BRIEF
The records below are to be duplicated character for character.

DATA EXTRACT
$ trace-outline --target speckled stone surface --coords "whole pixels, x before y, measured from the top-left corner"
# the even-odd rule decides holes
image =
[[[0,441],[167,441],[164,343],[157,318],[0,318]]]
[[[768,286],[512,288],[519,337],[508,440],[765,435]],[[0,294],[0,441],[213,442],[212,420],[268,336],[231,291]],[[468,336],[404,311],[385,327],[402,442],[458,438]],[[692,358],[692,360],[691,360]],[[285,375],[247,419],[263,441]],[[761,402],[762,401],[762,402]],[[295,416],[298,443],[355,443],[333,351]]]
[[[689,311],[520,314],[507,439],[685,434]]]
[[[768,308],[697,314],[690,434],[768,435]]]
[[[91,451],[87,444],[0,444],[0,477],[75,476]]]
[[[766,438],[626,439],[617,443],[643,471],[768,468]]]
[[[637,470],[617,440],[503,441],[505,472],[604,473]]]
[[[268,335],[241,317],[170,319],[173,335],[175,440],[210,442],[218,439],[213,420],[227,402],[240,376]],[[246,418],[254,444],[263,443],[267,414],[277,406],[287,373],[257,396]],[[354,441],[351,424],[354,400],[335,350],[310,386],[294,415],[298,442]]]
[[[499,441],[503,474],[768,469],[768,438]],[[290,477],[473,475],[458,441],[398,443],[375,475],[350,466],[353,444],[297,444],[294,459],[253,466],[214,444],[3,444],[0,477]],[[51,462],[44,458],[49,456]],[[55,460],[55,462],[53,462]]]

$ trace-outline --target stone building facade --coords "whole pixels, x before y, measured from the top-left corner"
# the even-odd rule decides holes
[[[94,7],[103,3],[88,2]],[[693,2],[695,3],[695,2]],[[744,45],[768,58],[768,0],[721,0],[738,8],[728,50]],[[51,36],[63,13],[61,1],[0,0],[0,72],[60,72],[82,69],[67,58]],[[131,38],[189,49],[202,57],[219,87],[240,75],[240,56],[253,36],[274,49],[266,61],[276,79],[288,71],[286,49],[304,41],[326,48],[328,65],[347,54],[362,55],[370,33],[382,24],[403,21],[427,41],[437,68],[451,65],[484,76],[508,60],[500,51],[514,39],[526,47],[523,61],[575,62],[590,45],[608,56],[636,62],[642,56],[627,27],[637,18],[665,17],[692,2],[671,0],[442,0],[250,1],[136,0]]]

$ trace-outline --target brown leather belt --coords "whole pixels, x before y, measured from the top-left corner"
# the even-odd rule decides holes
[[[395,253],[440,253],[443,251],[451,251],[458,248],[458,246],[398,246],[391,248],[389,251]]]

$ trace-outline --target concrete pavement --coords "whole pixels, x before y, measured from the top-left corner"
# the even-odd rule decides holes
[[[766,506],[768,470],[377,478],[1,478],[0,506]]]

OUTPUT OF THE TASK
$ trace-outline --target speckled stone surface --coords "whole pixels, x before y, measured from the top-left corner"
# the even-odd rule decides holes
image =
[[[0,441],[167,441],[164,343],[157,318],[0,318]]]
[[[768,286],[512,288],[519,337],[508,440],[765,435]],[[0,294],[0,441],[213,442],[212,420],[268,336],[231,291]],[[468,336],[404,311],[385,327],[402,442],[458,438]],[[692,358],[692,360],[691,360]],[[285,375],[247,419],[263,441]],[[761,402],[762,401],[762,402]],[[295,416],[298,443],[355,443],[333,351]]]
[[[689,311],[520,314],[507,439],[685,434]]]
[[[768,308],[697,314],[690,434],[768,435]]]
[[[91,451],[87,444],[0,444],[0,477],[75,476]]]
[[[766,438],[626,439],[617,443],[643,471],[768,468]]]
[[[637,470],[617,440],[503,441],[505,472],[604,473]]]
[[[268,335],[241,317],[170,319],[173,335],[175,440],[210,442],[218,439],[213,420],[227,402],[240,376]],[[246,418],[254,444],[263,443],[267,414],[277,406],[287,373],[257,396]],[[354,441],[351,424],[354,400],[335,350],[310,386],[294,415],[298,442]]]
[[[499,441],[503,474],[768,469],[768,438]],[[290,477],[473,475],[458,441],[398,443],[375,475],[350,466],[353,444],[297,444],[294,459],[253,466],[214,444],[3,444],[0,477]],[[51,462],[44,458],[49,456]],[[55,460],[55,462],[53,462]]]

$ trace-outline --target stone building facade --coords "whole pixels, x before y, measured from the top-left corner"
# the even-odd rule decides holes
[[[94,7],[103,3],[88,2]],[[693,2],[695,3],[695,2]],[[744,45],[768,58],[768,0],[721,0],[738,8],[728,50]],[[51,36],[63,13],[61,1],[0,0],[0,72],[60,72],[82,69],[67,58]],[[131,38],[189,49],[202,57],[219,87],[240,75],[240,56],[253,36],[274,49],[266,61],[276,79],[288,71],[286,49],[304,41],[326,48],[328,65],[347,54],[362,55],[370,33],[382,24],[403,21],[427,41],[437,68],[451,65],[484,76],[508,60],[500,51],[514,39],[526,47],[523,61],[575,62],[590,45],[608,56],[636,62],[642,56],[627,27],[637,18],[665,17],[692,2],[671,0],[442,0],[250,1],[136,0]]]

$ trace-outline --target brown leather belt --coords "whole pixels, x before y, measured from the top-left corner"
# the even-odd rule decides holes
[[[395,253],[440,253],[443,251],[451,251],[458,248],[458,246],[398,246],[391,248],[389,251]]]

$ trace-outline --target concrete pavement --coords "whole pixels, x before y, measured from the top-left corner"
# the even-odd rule decides holes
[[[766,506],[768,470],[377,478],[1,478],[0,506]]]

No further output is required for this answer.